What needs to be done: If a line includes "below", copy it out of the entries.

Data shown:
^^^^^^^^

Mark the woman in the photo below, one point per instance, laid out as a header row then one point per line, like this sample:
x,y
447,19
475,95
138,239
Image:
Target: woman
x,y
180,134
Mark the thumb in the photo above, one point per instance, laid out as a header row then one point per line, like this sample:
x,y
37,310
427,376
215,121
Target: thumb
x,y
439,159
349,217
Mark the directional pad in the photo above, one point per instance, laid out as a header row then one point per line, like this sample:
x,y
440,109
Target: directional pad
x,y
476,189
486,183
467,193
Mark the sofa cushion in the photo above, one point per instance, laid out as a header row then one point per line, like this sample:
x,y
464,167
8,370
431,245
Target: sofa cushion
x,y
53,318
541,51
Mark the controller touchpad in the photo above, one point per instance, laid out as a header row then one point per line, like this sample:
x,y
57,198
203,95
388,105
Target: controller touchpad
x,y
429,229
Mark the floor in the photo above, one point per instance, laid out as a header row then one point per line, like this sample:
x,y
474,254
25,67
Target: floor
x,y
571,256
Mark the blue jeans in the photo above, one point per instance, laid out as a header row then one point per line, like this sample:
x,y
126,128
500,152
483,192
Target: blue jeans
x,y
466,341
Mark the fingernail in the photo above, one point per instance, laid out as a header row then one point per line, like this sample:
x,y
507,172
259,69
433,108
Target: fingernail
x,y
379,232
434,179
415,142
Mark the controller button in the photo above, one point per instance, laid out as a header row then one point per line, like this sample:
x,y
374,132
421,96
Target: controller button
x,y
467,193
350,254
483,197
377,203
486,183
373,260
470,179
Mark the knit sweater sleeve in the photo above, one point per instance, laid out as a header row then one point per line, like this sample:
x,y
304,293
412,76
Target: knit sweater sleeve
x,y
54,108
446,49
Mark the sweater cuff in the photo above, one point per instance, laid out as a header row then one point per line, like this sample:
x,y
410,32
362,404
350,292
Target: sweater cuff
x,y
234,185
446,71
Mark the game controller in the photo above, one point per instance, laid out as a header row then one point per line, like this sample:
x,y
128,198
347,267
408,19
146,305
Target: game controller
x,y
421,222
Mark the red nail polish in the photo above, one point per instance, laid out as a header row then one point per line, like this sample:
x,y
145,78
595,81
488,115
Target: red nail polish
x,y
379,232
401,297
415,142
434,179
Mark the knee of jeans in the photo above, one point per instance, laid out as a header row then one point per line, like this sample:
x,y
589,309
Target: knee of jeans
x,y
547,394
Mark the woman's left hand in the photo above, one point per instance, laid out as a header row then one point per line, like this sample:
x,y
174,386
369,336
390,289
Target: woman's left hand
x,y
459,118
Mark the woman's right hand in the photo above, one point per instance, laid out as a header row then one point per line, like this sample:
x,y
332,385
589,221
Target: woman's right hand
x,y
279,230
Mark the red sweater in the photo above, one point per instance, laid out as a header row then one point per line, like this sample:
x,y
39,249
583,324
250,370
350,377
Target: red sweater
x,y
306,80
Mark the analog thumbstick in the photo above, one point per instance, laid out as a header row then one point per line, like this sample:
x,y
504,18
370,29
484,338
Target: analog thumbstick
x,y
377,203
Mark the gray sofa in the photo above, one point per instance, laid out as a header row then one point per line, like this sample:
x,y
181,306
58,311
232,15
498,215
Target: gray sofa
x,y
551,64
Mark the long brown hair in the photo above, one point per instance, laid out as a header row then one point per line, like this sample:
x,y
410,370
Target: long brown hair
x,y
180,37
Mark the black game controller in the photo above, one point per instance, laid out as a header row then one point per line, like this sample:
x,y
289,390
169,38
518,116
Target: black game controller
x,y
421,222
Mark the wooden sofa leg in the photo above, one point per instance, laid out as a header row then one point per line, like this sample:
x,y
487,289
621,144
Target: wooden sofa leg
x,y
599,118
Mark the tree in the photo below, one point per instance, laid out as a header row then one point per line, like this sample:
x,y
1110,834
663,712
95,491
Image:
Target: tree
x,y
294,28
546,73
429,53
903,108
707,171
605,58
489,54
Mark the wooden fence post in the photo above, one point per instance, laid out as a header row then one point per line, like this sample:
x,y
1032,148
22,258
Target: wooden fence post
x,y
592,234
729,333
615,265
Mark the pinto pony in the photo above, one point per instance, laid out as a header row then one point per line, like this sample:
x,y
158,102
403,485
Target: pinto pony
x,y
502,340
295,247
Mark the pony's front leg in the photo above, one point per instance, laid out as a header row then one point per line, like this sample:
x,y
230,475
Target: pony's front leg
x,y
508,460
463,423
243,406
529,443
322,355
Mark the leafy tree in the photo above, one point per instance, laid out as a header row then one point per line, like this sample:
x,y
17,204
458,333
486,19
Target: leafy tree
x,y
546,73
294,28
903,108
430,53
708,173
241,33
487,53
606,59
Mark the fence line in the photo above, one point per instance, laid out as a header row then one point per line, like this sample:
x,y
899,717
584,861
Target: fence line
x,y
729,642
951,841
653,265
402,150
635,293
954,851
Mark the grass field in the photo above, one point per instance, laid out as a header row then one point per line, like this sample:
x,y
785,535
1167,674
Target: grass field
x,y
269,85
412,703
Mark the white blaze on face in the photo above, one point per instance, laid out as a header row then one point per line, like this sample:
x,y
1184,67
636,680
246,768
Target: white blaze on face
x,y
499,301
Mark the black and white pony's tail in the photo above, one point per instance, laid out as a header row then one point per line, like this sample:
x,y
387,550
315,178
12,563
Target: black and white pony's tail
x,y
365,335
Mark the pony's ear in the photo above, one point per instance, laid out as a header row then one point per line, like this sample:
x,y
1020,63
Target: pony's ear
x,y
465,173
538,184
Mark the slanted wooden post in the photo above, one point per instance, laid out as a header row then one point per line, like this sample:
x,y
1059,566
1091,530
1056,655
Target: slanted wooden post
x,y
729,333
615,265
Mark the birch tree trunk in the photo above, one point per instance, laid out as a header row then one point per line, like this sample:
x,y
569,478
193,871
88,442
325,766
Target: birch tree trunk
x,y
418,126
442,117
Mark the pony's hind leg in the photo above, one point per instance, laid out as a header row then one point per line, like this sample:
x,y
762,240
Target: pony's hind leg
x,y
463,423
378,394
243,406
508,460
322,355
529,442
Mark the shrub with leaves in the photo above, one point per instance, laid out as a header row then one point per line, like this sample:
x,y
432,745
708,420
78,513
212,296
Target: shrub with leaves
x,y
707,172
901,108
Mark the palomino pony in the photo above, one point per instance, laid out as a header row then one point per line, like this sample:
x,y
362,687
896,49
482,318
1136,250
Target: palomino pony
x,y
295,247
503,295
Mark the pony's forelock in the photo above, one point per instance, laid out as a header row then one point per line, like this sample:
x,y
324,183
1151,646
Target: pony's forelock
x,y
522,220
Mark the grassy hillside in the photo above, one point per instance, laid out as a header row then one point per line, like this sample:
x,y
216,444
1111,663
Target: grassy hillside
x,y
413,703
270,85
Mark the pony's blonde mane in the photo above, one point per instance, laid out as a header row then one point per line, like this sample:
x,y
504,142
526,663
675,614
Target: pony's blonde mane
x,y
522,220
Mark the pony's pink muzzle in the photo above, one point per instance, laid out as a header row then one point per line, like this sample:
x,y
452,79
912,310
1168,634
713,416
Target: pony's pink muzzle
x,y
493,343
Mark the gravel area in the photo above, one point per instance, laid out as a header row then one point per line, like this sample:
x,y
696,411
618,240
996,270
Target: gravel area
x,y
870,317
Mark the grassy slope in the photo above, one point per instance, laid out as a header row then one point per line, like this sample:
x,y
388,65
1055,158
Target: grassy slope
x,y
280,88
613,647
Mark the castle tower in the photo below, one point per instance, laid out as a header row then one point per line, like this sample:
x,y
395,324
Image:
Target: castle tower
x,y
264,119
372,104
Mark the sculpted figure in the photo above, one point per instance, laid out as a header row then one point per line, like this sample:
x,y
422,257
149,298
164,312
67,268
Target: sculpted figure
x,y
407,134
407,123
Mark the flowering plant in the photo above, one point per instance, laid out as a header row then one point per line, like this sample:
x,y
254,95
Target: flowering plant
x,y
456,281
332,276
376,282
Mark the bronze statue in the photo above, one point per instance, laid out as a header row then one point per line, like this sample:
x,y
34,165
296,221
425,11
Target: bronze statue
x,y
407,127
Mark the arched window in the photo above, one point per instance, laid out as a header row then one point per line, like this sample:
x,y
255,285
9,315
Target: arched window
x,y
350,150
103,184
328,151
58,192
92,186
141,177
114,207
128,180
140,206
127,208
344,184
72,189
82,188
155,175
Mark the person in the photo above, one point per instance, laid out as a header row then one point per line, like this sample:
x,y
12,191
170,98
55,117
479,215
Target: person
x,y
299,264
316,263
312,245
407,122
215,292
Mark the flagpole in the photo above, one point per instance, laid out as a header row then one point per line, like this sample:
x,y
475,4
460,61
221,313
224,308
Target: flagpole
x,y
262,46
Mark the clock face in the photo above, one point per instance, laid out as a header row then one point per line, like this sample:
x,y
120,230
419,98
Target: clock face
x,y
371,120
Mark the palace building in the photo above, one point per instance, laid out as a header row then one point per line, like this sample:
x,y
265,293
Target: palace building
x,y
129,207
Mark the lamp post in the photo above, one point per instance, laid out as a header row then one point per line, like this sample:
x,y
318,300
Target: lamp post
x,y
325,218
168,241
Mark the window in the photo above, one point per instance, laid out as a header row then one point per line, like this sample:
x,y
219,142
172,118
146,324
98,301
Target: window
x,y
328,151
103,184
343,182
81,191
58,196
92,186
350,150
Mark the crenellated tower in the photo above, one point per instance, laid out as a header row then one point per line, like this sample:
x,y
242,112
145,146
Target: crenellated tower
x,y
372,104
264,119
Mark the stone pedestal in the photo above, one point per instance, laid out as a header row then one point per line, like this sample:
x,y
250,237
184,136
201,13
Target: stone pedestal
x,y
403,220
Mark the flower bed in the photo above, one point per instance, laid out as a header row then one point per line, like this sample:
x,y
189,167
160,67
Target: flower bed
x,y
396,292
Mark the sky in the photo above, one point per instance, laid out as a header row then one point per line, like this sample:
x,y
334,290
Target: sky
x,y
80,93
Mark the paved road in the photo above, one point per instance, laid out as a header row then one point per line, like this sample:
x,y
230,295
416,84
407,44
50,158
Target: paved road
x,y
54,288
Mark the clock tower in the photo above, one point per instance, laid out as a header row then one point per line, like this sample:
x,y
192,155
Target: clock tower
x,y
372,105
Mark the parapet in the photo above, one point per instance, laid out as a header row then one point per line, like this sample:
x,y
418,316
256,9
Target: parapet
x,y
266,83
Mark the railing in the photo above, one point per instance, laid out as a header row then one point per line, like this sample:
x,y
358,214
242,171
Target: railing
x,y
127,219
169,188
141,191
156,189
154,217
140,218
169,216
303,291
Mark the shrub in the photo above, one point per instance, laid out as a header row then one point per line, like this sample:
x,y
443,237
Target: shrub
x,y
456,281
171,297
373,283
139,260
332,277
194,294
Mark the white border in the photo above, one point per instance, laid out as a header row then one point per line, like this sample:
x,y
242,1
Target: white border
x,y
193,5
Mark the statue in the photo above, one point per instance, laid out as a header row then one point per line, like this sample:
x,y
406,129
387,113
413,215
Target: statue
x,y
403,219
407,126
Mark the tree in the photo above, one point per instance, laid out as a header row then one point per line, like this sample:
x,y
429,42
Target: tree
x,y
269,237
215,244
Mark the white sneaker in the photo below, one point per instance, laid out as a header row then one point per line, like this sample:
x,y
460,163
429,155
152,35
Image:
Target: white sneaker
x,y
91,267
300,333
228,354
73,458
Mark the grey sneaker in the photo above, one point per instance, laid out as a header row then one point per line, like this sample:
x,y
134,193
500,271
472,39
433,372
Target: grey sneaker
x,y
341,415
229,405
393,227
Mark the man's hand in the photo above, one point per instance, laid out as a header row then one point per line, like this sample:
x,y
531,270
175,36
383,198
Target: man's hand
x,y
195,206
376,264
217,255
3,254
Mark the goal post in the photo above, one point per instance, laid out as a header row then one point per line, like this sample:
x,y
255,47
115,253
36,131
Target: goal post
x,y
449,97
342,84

^^^^^^^^

Result of this exercise:
Mark the woman in the photo below, one point per instance, laid out as a header row then one point per line, like this sample:
Mark the tree in the photo below, one point per instance, laid out as a header row then one point per line, like this sample:
Mark the castle tower in the photo below, one point per instance, laid out as a header row then one point per line, like this sample:
Mark the white sneaker in the photo below, one point per instance, laid out as a header row then one point per line, like this sample:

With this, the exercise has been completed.